◆ EXCERPT PROVIDED
Segment Open
My mother grew up in the hills of Red Boiling Springs, Tennessee, much like Laura Ingalls Wilder, writer of the Little House on the Prairie books. She and her siblings and parents had no running water, an outhouse, and survived off the land.
They had a few hens for eggs, grew most of what they ate and what they didn’t grow — sugar, flour, molasses — they bought at the general store a mile down the road.
They were connected to the land. And to each other.
As a child and into my early adult years, I spent my summers in Red Boiling Springs. Not in the home my mother knew, but a few miles down the road in a newer one that my grandfather, a carpenter, had built. It had plumbing and heating and a fine front yard that sloped down to a winding creek. My grandfather planted trees that provided cooling shade and a small bridge across the creek.
On summer evenings, we would sit in wooden lawn chairs he had made, surrounded by the soft breezes and the hum of critters bouncing through the hills, and we would listen. In the growing darkness. In silence.
Segment Closed
◆ TASKS
(1) Decide whether each statement below agrees with the passage about Red Boiling Springs, answering yes or no and quoting the words from the passage that settle it.
(a) The home the mother grew up in had running water.
(b) The grandfather worked as a carpenter.
(c) The general store stood a mile down the road.
(2) Answer these questions using the passage about Red Boiling Springs.
(a) What did the family keep hens for?
(b) What did the front yard of the newer home slope down to?
(c) During which part of the year did the narrator stay in Red Boiling Springs?
(3) Reproduce word for word everything in the passage about Red Boiling Springs from "They had a few" down to "down the road.".

◆ GIVEN INFORMATION
Segment Open
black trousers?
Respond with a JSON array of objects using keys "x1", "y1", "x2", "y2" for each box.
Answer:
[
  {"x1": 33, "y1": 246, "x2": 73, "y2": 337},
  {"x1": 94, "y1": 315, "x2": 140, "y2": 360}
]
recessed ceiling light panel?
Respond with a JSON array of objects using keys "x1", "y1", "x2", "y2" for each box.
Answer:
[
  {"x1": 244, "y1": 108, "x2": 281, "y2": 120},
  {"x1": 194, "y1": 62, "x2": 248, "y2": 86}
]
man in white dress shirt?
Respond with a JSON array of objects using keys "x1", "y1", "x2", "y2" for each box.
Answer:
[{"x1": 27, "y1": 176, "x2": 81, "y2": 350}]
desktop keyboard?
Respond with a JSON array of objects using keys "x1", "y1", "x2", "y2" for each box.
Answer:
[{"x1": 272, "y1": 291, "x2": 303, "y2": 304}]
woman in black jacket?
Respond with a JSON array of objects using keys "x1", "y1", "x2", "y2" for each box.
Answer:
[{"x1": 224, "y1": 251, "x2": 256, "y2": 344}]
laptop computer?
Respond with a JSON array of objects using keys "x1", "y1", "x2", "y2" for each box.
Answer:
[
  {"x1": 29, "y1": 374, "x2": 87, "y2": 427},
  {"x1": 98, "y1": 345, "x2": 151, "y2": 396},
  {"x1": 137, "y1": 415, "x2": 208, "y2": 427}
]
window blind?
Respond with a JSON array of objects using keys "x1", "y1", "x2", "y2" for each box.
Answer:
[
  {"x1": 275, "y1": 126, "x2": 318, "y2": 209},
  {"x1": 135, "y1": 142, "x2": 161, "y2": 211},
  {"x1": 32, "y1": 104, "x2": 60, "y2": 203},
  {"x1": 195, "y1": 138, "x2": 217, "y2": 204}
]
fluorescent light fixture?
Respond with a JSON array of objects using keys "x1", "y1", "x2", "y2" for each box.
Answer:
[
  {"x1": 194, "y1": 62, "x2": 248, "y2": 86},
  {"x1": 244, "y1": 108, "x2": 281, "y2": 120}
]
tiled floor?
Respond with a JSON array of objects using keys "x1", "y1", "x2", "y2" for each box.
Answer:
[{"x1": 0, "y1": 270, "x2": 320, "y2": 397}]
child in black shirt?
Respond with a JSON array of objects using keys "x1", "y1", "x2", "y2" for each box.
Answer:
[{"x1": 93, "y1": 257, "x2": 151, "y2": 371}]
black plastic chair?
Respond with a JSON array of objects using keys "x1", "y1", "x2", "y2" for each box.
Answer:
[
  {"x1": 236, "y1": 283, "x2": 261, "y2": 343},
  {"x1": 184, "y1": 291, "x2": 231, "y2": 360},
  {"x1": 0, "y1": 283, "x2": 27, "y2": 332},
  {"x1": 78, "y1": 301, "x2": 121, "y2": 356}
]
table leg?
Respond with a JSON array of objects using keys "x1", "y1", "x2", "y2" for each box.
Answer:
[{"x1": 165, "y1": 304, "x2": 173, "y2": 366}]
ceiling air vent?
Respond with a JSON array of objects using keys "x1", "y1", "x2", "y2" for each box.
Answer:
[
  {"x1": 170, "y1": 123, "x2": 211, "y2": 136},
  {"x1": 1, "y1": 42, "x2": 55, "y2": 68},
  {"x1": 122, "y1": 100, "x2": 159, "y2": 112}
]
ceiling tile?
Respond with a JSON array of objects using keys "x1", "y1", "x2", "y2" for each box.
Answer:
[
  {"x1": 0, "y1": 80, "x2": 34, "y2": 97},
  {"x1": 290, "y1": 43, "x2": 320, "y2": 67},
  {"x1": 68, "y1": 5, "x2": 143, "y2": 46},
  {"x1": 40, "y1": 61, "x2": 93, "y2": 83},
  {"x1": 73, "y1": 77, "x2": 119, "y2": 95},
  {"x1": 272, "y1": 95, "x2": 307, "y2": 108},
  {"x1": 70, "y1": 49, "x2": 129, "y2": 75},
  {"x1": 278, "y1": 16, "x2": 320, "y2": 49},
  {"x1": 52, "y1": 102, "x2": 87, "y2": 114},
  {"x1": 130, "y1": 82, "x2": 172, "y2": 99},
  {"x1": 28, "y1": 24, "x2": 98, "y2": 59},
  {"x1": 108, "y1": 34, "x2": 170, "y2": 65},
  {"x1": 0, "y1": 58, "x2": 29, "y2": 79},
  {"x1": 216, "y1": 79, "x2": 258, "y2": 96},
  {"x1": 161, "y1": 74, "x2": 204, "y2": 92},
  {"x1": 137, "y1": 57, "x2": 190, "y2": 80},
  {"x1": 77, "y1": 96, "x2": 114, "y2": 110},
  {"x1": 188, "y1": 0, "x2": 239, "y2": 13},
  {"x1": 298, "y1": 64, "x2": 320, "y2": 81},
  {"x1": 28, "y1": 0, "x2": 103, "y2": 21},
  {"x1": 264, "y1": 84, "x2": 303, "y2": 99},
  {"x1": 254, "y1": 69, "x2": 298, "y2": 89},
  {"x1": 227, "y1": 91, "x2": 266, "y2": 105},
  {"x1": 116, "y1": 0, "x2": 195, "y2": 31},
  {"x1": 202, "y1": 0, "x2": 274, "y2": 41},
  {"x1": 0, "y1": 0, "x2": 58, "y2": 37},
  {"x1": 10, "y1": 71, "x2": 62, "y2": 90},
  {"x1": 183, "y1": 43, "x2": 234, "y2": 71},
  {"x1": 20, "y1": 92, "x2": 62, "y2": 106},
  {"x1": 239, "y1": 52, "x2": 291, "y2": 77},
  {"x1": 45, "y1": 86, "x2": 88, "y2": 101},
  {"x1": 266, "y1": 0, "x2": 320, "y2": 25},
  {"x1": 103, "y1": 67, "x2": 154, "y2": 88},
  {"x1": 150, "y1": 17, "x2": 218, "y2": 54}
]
Segment Closed
◆ COMPLETED EXERCISE
(1)
(a) No: "had no running water"
(b) Yes: "my grandfather, a carpenter, had built"
(c) Yes: "the general store a mile down the road"

(2)
(a) Eggs
(b) A winding creek
(c) The summers

(3)
They had a few hens for eggs, grew most of what they ate and what they didn’t grow — sugar, flour, molasses — they bought at the general store a mile down the road.